PAGE EXCERPT:
Appeal from an order of the Supreme Court, Oneida County (Bernadette T. Clark, J.), entered March 5, 2010 in a legal malpractice action.
Appellate Division, Fourth Department
Published by New York State Law Reporting Bureau pursuant to Judiciary Law § 431.
This opinion is uncorrected and subject to revision before publication in the Official Reports.
Decided on September 30, 2011
PRESENT: SMITH, J.P., FAHEY, PERADOTTO, LINDLEY, AND SCONIERS, JJ.
The order granted in part the motion of defendant for summary judgment dismissing the amended complaint.
It is hereby ORDERED that the order so appealed from is unanimously affirmed without costs.

WHAT THIS TASK INVOLVES:
Answer these questions from the court opinion:
1. Which county's Supreme Court entered the order on appeal?
2. On what date was the appeal decided?
3. What did the appellate court order about the appealed order?
The items are separate material with no connection to the court opinion.

Coordinate labeling data:
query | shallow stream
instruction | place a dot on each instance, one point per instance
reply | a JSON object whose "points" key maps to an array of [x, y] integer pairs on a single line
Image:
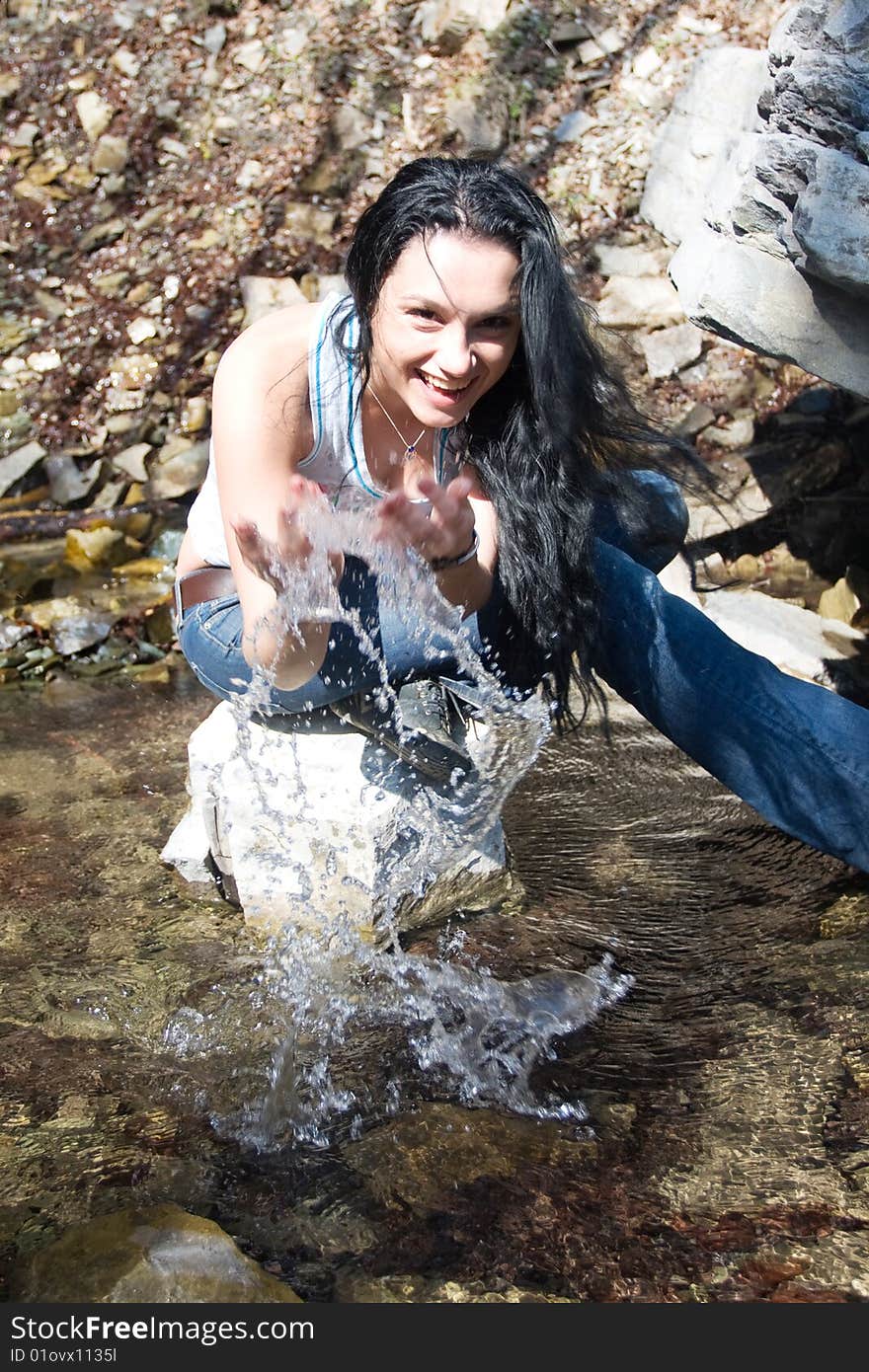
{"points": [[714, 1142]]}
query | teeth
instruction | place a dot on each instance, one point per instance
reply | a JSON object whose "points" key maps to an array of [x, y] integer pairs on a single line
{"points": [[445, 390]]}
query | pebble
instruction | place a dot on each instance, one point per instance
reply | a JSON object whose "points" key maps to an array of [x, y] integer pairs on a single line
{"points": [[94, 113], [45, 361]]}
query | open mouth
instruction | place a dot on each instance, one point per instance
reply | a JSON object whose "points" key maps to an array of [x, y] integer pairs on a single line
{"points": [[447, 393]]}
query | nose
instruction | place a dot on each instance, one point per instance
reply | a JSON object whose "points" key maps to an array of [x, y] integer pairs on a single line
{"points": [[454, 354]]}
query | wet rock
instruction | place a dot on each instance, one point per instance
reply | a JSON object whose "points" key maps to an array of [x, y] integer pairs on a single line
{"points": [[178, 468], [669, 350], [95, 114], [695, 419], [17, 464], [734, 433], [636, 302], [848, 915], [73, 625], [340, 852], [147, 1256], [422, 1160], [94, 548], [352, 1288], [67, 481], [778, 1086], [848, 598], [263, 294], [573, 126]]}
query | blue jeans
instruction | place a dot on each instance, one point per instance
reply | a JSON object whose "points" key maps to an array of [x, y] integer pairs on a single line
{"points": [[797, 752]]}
==
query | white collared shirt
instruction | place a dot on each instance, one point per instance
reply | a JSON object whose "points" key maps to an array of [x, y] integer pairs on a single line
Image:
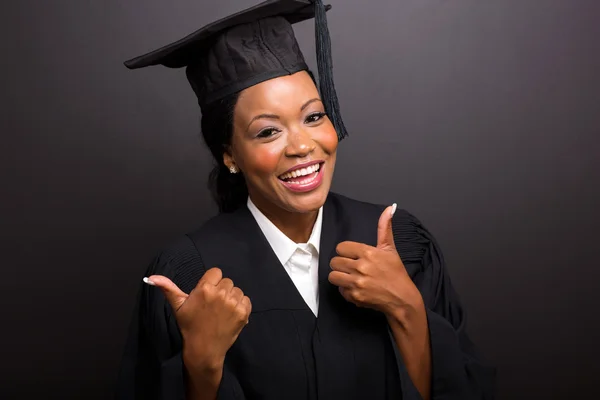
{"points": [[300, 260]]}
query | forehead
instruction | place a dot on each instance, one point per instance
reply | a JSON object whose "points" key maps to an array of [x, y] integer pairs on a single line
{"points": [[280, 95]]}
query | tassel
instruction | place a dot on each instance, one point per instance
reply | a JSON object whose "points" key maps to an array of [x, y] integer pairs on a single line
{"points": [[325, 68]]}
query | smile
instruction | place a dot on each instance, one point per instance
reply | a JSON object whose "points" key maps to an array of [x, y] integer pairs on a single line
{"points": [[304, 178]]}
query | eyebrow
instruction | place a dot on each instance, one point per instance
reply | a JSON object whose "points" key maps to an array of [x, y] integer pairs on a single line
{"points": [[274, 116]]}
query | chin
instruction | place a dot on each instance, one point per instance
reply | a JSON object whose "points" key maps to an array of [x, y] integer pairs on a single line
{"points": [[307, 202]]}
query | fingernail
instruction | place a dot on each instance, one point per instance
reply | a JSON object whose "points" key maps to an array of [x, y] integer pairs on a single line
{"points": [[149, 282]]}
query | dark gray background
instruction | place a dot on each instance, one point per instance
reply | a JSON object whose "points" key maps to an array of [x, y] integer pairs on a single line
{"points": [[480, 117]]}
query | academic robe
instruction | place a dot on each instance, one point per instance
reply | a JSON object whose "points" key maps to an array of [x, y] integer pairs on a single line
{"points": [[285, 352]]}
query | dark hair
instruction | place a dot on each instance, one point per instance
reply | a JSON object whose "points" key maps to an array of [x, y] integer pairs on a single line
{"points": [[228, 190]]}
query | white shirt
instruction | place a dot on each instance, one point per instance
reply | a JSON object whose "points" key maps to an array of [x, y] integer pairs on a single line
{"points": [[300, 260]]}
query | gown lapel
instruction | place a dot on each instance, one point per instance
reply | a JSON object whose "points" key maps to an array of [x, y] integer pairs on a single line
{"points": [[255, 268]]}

THE RESPONSE:
1. Oneida County
2. September 30, 2011
3. It was unanimously affirmed without costs.